[Source records]
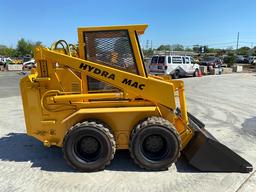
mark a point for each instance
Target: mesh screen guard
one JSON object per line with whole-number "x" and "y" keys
{"x": 112, "y": 48}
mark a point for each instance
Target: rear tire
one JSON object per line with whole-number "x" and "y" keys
{"x": 89, "y": 146}
{"x": 155, "y": 144}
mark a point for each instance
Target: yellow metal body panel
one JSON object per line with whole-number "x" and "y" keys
{"x": 55, "y": 95}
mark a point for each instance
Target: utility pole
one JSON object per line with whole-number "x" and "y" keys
{"x": 147, "y": 44}
{"x": 237, "y": 41}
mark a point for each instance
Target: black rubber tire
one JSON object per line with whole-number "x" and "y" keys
{"x": 196, "y": 73}
{"x": 159, "y": 128}
{"x": 176, "y": 74}
{"x": 101, "y": 140}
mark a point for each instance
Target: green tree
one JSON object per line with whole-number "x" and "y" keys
{"x": 243, "y": 51}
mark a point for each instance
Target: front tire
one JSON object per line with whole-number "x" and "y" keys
{"x": 155, "y": 144}
{"x": 89, "y": 146}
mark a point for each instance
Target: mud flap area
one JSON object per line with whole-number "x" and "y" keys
{"x": 205, "y": 153}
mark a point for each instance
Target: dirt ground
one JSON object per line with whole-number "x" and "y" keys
{"x": 225, "y": 103}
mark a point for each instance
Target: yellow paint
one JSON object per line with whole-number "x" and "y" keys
{"x": 55, "y": 95}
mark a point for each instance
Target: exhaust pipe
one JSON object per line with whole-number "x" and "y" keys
{"x": 206, "y": 153}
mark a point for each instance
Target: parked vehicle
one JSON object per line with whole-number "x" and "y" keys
{"x": 211, "y": 62}
{"x": 252, "y": 60}
{"x": 173, "y": 65}
{"x": 29, "y": 64}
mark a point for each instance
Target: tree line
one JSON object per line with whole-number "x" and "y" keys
{"x": 197, "y": 49}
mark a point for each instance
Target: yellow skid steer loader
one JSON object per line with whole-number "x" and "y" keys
{"x": 96, "y": 98}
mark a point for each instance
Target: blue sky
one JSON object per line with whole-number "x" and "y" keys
{"x": 206, "y": 22}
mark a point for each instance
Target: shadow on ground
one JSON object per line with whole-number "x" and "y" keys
{"x": 249, "y": 126}
{"x": 19, "y": 147}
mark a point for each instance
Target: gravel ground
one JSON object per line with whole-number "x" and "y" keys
{"x": 226, "y": 104}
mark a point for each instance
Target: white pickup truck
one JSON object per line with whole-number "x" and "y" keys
{"x": 173, "y": 65}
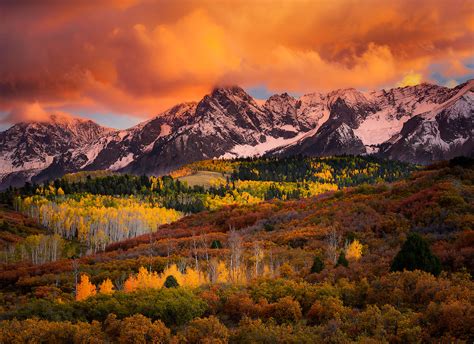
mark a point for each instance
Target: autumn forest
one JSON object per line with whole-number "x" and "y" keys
{"x": 338, "y": 249}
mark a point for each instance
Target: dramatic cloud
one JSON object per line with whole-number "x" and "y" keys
{"x": 140, "y": 57}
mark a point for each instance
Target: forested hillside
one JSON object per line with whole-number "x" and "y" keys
{"x": 387, "y": 262}
{"x": 98, "y": 208}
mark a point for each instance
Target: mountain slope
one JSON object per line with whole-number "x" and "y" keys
{"x": 419, "y": 124}
{"x": 29, "y": 147}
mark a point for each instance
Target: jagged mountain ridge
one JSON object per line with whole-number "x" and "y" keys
{"x": 419, "y": 124}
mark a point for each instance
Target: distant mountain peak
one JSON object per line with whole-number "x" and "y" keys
{"x": 419, "y": 124}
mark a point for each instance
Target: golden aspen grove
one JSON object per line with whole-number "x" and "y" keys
{"x": 249, "y": 257}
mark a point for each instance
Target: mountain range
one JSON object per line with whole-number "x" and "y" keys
{"x": 419, "y": 124}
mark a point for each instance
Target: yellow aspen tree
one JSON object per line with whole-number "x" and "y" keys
{"x": 106, "y": 287}
{"x": 131, "y": 284}
{"x": 354, "y": 250}
{"x": 85, "y": 289}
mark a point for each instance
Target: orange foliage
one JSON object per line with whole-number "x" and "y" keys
{"x": 85, "y": 289}
{"x": 106, "y": 287}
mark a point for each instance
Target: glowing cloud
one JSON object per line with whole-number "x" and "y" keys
{"x": 410, "y": 79}
{"x": 140, "y": 57}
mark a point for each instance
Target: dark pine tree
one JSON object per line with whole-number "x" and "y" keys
{"x": 318, "y": 265}
{"x": 216, "y": 244}
{"x": 416, "y": 254}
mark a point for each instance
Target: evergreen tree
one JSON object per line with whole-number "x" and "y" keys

**Work instructions**
What is needed is a word-for-word copy of the data, minus its pictures.

**Response area**
mark a point for each instance
Target: mesh screen guard
one JSON object per line with whole-number "x" and "y" keys
{"x": 112, "y": 48}
mark a point for each instance
Target: rear tire
one JSON object per line with whole-number "x" and "y" keys
{"x": 89, "y": 146}
{"x": 155, "y": 144}
mark a point for each instance
Target: yellow metal body panel
one JSON object per line with whole-number "x" and "y" keys
{"x": 55, "y": 95}
mark a point for each instance
Target: utility pole
one JSON object per line with whole-number "x" and "y" keys
{"x": 147, "y": 44}
{"x": 237, "y": 41}
mark a point for each instance
Target: black rubber tire
one JSON object per line with whole-number "x" and "y" keys
{"x": 196, "y": 73}
{"x": 159, "y": 128}
{"x": 176, "y": 74}
{"x": 101, "y": 140}
mark a point for each instance
Target: green tree
one JSON object per line with whole-number "x" and "y" keys
{"x": 243, "y": 51}
mark a point for each instance
Target: front tire
one JSON object per line with whole-number "x" and "y" keys
{"x": 155, "y": 144}
{"x": 89, "y": 146}
mark a point for each instance
Target: mud flap area
one JSON object per line with whole-number "x" and "y" keys
{"x": 205, "y": 153}
mark a point for each instance
Target: dirt ground
one JSON object per line with whole-number "x" and "y" keys
{"x": 225, "y": 103}
mark a point for each instance
Target: yellow paint
one JSON object per line with whole-number "x" and "y" keys
{"x": 55, "y": 95}
mark a point for each instance
Target: exhaust pipe
one JSON object per line with whole-number "x" and "y" keys
{"x": 206, "y": 153}
mark a point for each instance
Target: parked vehicle
one JSON object per line with whole-number "x" and "y" keys
{"x": 211, "y": 62}
{"x": 252, "y": 60}
{"x": 173, "y": 65}
{"x": 29, "y": 64}
mark a point for each instance
Target: tree line
one JSON object per line with whole-number "x" and "y" keys
{"x": 197, "y": 49}
mark a point for each instance
Target: yellow skid steer loader
one JSON object per line with whole-number "x" and "y" keys
{"x": 96, "y": 98}
mark a point for each instance
Target: blue sky
one JSON object per line with whole-number "x" and "y" keys
{"x": 206, "y": 22}
mark a point for each instance
Target: shadow on ground
one JSON object per line with whole-number "x" and "y" keys
{"x": 249, "y": 126}
{"x": 19, "y": 147}
mark a point for each instance
Target: gravel ground
one JSON object per line with whole-number "x" and "y" keys
{"x": 226, "y": 104}
mark a point for each instance
Target: white pickup truck
one JSON object per line with whole-number "x" and "y" keys
{"x": 173, "y": 65}
mark a point for each instance
Target: autumn forest
one JSON object per line with whole-number "x" and "y" keys
{"x": 338, "y": 249}
mark a point for each instance
Target: dramatic cloud
one JSON object per line with whole-number "x" and "y" keys
{"x": 140, "y": 57}
mark a point for each instance
Target: forested hillside
one JSON object per line with whole-number "x" and "y" keys
{"x": 387, "y": 262}
{"x": 98, "y": 208}
mark a point for each instance
Target: mountain slope
one JSON object per line with whole-number "x" and "y" keys
{"x": 419, "y": 124}
{"x": 29, "y": 147}
mark a point for each instance
Target: jagged mountain ridge
one JSON object per line with whole-number "x" and "y" keys
{"x": 419, "y": 124}
mark a point for each instance
Target: distant mountain peak
one JSON object per line with whole-number "x" and "y" keys
{"x": 419, "y": 124}
mark a point for each instance
Target: golden aspen grove
one JSON object per line with whole-number "x" and "y" keys
{"x": 249, "y": 257}
mark a point for each instance
Target: mountain range
one JSON object per line with whole-number "x" and "y" keys
{"x": 419, "y": 124}
mark a point for each instance
Target: yellow aspen tree
one JSON object per line with whole-number "x" and "y" keys
{"x": 106, "y": 287}
{"x": 131, "y": 284}
{"x": 354, "y": 250}
{"x": 85, "y": 289}
mark a point for each instance
Target: orange foliage
one JSON object per line with whole-number "x" and "y" keys
{"x": 85, "y": 289}
{"x": 106, "y": 287}
mark a point for each instance
Target: glowing cloud
one JSON object per line with whole-number "x" and "y" keys
{"x": 410, "y": 79}
{"x": 140, "y": 57}
mark a point for each instance
Target: dark pine tree
one JSON object per line with whole-number "x" and "y" keys
{"x": 318, "y": 265}
{"x": 216, "y": 244}
{"x": 416, "y": 254}
mark a point for each instance
Target: evergreen tree
one JSON object per line with whole-number "x" and "y" keys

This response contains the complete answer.